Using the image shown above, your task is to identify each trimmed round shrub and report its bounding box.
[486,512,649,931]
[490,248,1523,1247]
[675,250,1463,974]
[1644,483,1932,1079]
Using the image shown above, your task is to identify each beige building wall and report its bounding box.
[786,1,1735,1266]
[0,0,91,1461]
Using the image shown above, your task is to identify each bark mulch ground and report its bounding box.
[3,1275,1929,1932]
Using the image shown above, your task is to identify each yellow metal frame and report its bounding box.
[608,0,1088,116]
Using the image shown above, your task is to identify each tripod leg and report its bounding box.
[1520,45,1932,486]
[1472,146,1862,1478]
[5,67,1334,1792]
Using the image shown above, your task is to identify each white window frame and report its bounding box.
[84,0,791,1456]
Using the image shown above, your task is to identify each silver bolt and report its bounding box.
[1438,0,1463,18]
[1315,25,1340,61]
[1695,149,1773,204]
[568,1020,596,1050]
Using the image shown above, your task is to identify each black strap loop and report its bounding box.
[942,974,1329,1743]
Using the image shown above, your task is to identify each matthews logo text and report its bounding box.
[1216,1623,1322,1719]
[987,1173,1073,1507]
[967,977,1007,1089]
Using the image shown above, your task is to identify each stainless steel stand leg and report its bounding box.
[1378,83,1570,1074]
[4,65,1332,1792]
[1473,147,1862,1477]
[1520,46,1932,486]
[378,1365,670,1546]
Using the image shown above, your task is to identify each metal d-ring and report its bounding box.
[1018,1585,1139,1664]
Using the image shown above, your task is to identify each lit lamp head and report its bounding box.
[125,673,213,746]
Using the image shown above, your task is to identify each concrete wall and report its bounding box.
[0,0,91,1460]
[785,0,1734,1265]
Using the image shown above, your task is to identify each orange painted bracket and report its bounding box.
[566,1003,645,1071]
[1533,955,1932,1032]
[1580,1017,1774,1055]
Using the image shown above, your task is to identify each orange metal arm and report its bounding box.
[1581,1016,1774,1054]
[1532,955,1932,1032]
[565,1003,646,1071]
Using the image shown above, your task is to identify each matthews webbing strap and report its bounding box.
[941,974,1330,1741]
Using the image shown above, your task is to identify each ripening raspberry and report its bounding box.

**Work request**
The records shown above are to be copied exactly, every one of them.

**Solved exercise**
Using the image shown above, your task is to identify each trimmed round shrub and report its bounding box.
[486,512,649,931]
[490,248,1523,1247]
[675,250,1463,974]
[1644,483,1932,1079]
Using the image shown above, your task is to identify each beige building wall and report its bounding box.
[786,1,1735,1266]
[0,0,91,1461]
Using the image shown above, your task is to identify each bark mulch ground and report its bounding box.
[3,1275,1929,1932]
Using the image shown above, your task is to identify each yellow metal frame and report its bounding box.
[608,0,1088,116]
Using the image shown above, your task is to identify each tripod leg and report its bounding box.
[1520,45,1932,486]
[1472,146,1862,1478]
[5,67,1334,1792]
Using the image shown above, your task is to identify each white window frame and report its bounding box.
[84,0,791,1456]
Using the image shown above, your task is to identify each silver bolt and report its bounding box.
[1438,0,1463,18]
[1315,25,1340,61]
[1695,149,1773,204]
[568,1020,596,1050]
Using the image shown above, your task is to identify each black strap loop and report its bounding box.
[942,974,1329,1743]
Using the image shown above, your task is to identify each matthews logo text and report its bounding box.
[1216,1623,1322,1719]
[987,1173,1073,1507]
[967,977,1007,1089]
Using the image shown above, your task is to identify each stainless steel stand leg and report its bounding box.
[1378,83,1570,1074]
[4,65,1332,1792]
[1473,147,1862,1477]
[1520,46,1932,486]
[378,1365,670,1546]
Using the image shown above, your task is to identify each metal d-ring and report its bounding box.
[1018,1585,1139,1664]
Using the image shown above, your task is to identify each lit lamp head and report its bounding box.
[125,673,213,746]
Using the image shown above, your task is to identify each concrete wall and report its bounding box.
[0,0,91,1460]
[785,0,1734,1265]
Using the image shown above, your task is to identify each orange painted bracket and report its bounding box.
[566,1003,645,1071]
[1533,955,1932,1032]
[1580,1017,1774,1055]
Using the image shown above, your task is to identify each orange metal arm and report its bounding box.
[1581,1016,1774,1054]
[1532,955,1932,1032]
[565,1003,646,1071]
Using the image shown above, your task is to identify each matthews webbing strap and report its bounding box.
[941,974,1330,1741]
Using the image shown above, your task is to identify each ripening raspberry and report its bounding box.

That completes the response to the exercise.